■ SELECTED PASSAGE
[Start of Attachment]

I was just talking with a good friend of mine from High School who I haven’t talked to and in response to something she said, this is what poured out and I thought I would share it with you…why? Well, because I know some of you want to know what this year is/was about and why I would choose to do something like this. Others over-spiritualize it and give me props I don’t deserve. Regardless…if you want to know where I am at right now, how I am doing a little about this year, then keep going I guess. (just a note…part two of the past blog is still coming soon.)
 
I would suggest listening to the song “Relent” by Misty Edwards a few times in a row and let it penetrate you…
 
This year He has slowly taken away all of my plans…the last one being about a month ago…and has been replacing them with trust that He will provide when I need so I trust that He will reveal more of that when it’s time to know.

[End of Attachment]

■ RAW DATA

[Start of Attachment]

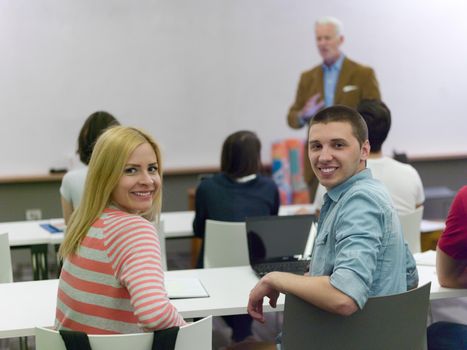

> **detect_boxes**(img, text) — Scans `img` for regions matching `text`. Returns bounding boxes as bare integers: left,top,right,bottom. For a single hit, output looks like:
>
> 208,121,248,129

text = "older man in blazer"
287,17,381,199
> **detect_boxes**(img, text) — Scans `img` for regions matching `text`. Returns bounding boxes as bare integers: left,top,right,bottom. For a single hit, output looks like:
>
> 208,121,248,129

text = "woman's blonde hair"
59,126,162,258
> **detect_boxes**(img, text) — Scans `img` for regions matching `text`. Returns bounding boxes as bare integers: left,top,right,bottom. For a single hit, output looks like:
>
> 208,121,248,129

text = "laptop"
245,215,317,277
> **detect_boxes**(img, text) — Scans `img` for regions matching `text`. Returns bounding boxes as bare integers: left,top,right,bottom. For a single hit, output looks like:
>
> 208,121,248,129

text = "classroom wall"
0,0,467,175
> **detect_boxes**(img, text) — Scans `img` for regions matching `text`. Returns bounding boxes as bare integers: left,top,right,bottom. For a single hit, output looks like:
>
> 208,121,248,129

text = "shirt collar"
235,174,256,183
327,168,373,202
323,53,344,72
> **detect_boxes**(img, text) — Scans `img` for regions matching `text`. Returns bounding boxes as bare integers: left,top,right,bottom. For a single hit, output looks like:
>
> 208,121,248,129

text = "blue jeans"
427,322,467,350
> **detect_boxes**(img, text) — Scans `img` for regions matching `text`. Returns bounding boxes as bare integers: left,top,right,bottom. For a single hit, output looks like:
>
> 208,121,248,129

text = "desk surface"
0,266,467,338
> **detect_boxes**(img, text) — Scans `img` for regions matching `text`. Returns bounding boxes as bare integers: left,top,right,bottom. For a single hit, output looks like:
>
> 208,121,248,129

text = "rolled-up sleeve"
330,192,384,308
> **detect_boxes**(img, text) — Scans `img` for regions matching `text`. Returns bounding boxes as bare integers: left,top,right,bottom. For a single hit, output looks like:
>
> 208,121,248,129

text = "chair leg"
19,337,29,350
31,244,49,281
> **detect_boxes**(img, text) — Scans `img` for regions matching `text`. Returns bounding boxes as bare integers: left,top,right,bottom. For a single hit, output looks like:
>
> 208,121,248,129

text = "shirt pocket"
311,231,334,276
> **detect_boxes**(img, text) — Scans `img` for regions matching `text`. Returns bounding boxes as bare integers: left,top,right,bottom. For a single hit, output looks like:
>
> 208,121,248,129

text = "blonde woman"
55,126,185,334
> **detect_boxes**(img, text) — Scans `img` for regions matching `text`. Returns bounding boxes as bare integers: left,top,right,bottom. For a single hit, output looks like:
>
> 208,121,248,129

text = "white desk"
0,211,195,247
0,266,467,338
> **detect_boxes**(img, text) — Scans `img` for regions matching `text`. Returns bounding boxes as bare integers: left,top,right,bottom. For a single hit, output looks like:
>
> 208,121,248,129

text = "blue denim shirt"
310,169,418,308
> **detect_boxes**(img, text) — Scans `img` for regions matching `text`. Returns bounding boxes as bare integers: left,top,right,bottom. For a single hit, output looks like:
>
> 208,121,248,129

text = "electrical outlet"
26,209,42,220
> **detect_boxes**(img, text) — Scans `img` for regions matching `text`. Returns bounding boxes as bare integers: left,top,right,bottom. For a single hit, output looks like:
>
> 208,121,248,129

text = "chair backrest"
204,220,250,268
282,283,431,350
154,220,167,271
0,233,13,283
35,316,212,350
399,206,423,254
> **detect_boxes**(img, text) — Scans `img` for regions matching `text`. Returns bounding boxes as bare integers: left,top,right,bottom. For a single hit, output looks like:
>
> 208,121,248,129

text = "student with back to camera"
60,111,120,224
193,131,279,342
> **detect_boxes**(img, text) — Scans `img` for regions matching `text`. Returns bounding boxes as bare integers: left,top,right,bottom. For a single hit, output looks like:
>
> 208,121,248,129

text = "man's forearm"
436,248,467,288
266,272,358,315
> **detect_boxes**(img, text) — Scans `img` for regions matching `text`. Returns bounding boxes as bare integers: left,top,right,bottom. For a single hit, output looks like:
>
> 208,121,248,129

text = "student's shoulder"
301,64,322,80
101,207,155,232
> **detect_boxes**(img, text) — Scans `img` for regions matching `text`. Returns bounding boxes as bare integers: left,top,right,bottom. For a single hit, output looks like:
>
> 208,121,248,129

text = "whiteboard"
0,0,467,175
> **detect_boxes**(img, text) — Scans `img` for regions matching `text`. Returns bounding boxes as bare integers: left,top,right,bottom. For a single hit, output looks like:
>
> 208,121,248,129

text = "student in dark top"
193,131,279,342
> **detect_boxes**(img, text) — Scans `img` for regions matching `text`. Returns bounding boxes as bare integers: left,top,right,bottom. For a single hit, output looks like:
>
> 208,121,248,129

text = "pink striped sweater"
55,208,185,334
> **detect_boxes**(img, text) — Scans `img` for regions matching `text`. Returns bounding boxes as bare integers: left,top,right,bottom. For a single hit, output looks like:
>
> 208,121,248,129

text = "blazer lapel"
334,57,354,104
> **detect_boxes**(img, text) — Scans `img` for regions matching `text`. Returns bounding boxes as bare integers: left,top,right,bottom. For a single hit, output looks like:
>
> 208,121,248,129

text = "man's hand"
248,272,279,323
300,92,324,123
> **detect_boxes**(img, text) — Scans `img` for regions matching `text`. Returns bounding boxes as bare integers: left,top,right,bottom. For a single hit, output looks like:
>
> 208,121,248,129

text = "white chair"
282,283,431,350
0,233,13,283
35,316,212,350
153,220,167,271
204,220,250,268
399,206,423,254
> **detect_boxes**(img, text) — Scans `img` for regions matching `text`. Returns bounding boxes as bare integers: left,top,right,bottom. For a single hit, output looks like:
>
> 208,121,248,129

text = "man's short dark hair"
221,130,261,179
310,105,368,147
357,100,391,153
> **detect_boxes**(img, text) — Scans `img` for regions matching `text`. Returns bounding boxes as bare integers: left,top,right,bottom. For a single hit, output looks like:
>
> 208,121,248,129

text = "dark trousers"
427,322,467,350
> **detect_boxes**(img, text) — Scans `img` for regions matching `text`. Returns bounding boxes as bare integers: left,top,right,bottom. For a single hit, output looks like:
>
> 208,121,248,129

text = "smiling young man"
248,106,418,328
287,17,381,195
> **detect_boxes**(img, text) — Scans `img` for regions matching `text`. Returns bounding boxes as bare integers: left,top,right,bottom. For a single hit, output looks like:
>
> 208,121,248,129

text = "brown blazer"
287,58,381,184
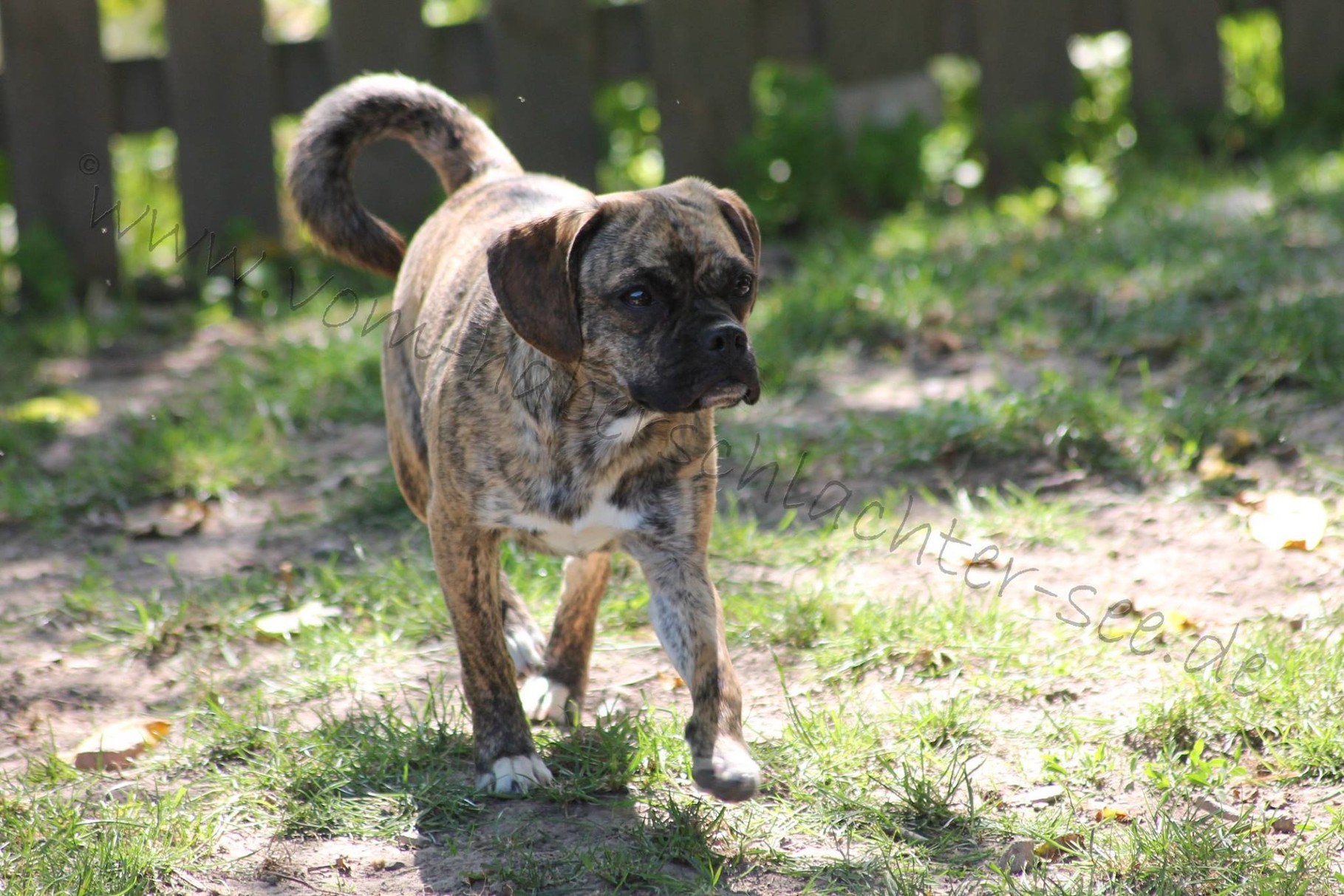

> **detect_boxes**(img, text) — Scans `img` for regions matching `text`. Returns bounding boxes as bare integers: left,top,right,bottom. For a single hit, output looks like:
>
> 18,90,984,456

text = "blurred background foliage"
0,0,1344,313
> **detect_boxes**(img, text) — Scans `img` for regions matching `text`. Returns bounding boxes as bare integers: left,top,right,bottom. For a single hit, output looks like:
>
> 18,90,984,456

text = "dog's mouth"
696,380,761,408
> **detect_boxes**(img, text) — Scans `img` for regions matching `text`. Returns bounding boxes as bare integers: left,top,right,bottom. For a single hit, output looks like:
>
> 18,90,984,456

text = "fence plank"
327,0,443,233
109,58,172,134
754,0,824,62
270,41,335,115
429,21,494,97
973,0,1078,189
1282,0,1344,103
821,0,938,83
648,0,757,182
164,0,279,247
486,0,598,185
0,0,117,281
1125,0,1223,114
593,4,649,81
934,0,976,56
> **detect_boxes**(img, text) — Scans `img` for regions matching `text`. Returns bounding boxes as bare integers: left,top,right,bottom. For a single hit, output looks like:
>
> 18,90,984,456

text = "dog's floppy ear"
486,207,598,364
714,189,761,269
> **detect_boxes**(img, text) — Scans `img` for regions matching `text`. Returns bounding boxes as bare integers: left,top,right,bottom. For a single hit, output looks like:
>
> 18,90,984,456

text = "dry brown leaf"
942,537,1003,570
1249,492,1326,551
61,719,172,771
1195,445,1238,482
121,499,210,538
1195,796,1241,821
995,840,1036,875
1218,425,1261,463
1032,834,1088,863
658,671,686,691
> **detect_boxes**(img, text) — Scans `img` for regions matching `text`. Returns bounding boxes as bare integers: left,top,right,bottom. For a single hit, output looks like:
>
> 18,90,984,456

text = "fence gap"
164,0,279,259
486,0,599,187
0,0,117,291
645,0,757,182
972,0,1078,189
1280,0,1344,102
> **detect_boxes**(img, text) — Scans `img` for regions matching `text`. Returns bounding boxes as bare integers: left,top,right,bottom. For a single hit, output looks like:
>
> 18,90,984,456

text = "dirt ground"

[End of Attachment]

■ PROBLEM TO WORK ON
In one to three sentences, explain why the writer of the blog post above chose to share what came out of a conversation with a friend from high school.

■ SOLUTION FOR THIS TASK
The writer shares it because some readers want to know what this year has been about and why the writer would choose to do something like this. Others over-spiritualize it and give the writer credit the writer doesn't feel is deserved.